Turn the records below into a Markdown table with two columns, Row and Line, giving each line its own numbered row and leaving out blank lines. Begin at the line that has "Locate the white" and stop after the line that has "<point>302,19</point>".
***** Records
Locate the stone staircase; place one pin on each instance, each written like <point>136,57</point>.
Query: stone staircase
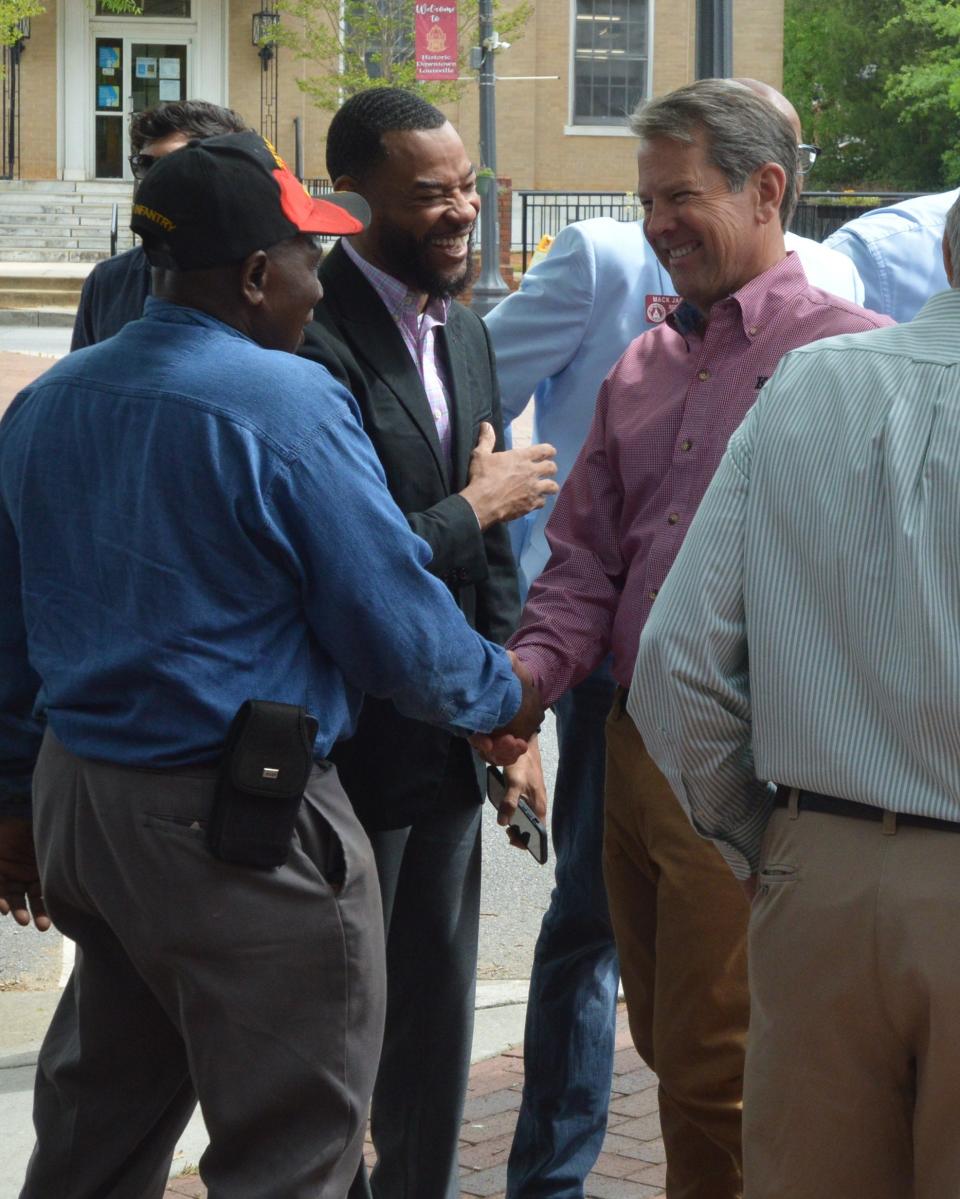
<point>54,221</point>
**********
***** Records
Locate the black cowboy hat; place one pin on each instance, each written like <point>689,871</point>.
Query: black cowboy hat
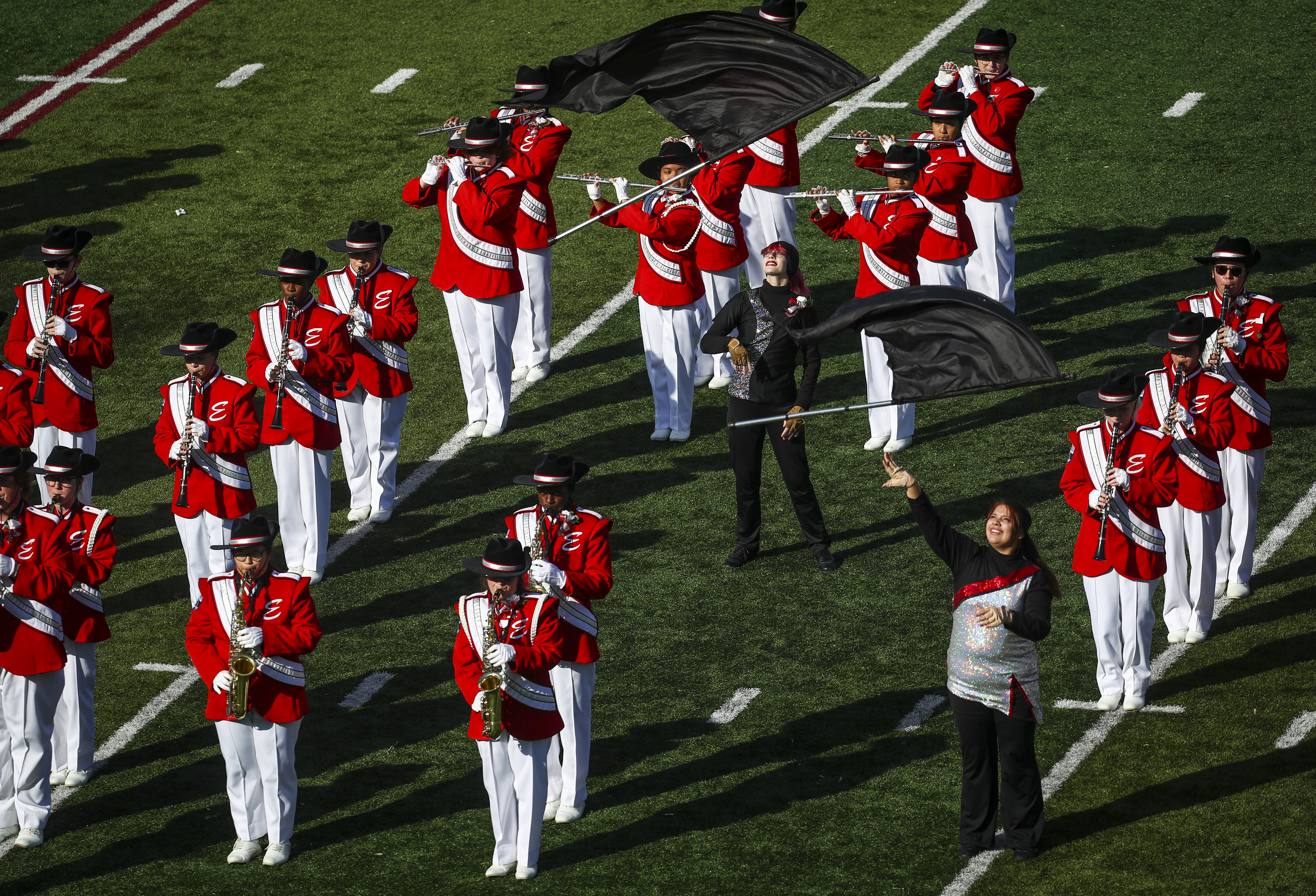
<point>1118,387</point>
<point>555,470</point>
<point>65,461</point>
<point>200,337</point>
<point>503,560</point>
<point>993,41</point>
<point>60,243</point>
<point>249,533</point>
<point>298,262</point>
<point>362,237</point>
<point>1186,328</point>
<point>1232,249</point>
**********
***** Records
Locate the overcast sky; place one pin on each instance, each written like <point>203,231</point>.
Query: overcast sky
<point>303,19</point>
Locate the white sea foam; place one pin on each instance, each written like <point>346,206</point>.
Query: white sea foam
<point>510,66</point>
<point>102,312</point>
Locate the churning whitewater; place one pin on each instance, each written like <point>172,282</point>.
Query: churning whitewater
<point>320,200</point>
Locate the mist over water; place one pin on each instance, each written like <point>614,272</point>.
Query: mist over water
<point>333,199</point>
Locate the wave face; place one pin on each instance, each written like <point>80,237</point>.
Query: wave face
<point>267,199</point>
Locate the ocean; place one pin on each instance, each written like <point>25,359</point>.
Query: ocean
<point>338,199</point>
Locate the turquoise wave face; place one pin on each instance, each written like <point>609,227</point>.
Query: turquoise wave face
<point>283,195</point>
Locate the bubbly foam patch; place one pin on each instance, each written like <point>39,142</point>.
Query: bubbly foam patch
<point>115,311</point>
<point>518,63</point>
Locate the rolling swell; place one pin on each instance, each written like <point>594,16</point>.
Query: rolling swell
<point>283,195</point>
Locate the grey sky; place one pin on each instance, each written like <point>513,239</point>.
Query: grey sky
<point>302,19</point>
**********
*Task response:*
| Row | Line |
|---|---|
| 1 | Locate the white sea foam; place one pin on each instance, each written like <point>346,206</point>. |
| 2 | Query: white sea foam |
| 3 | <point>510,66</point> |
| 4 | <point>102,312</point> |
| 5 | Locate the churning whitewater; place one pin on each instance, each written like <point>172,282</point>. |
| 6 | Query: churning whitewater |
| 7 | <point>320,200</point> |
| 8 | Locate the mist over water; place one pin on each instance, each written like <point>614,272</point>. |
| 9 | Query: mist over water |
| 10 | <point>333,199</point> |
| 11 | Locate the wave face; place one pin on each instance, each written like <point>80,237</point>. |
| 12 | Query: wave face |
| 13 | <point>267,199</point> |
| 14 | Locate the ocean; place one pin on each instance, each written like <point>25,359</point>. |
| 15 | Query: ocean |
| 16 | <point>338,199</point> |
| 17 | Locate the turquoise wave face; place one pin on each instance, each written like <point>609,227</point>. |
| 18 | Query: turquoise wave face |
| 19 | <point>283,195</point> |
| 20 | Locate the bubbly foam patch; place one pin on each instance, each written like <point>39,142</point>. |
| 21 | Query: bubbly foam patch |
| 22 | <point>115,311</point> |
| 23 | <point>518,63</point> |
| 24 | Locate the rolling swell; place one pin on each instance, each written like <point>594,16</point>. |
| 25 | Query: rolling swell |
| 26 | <point>283,195</point> |
| 27 | Locate the grey sky; place one pin on each instance, each written like <point>513,239</point>. |
| 28 | Query: grey sky |
| 29 | <point>302,19</point> |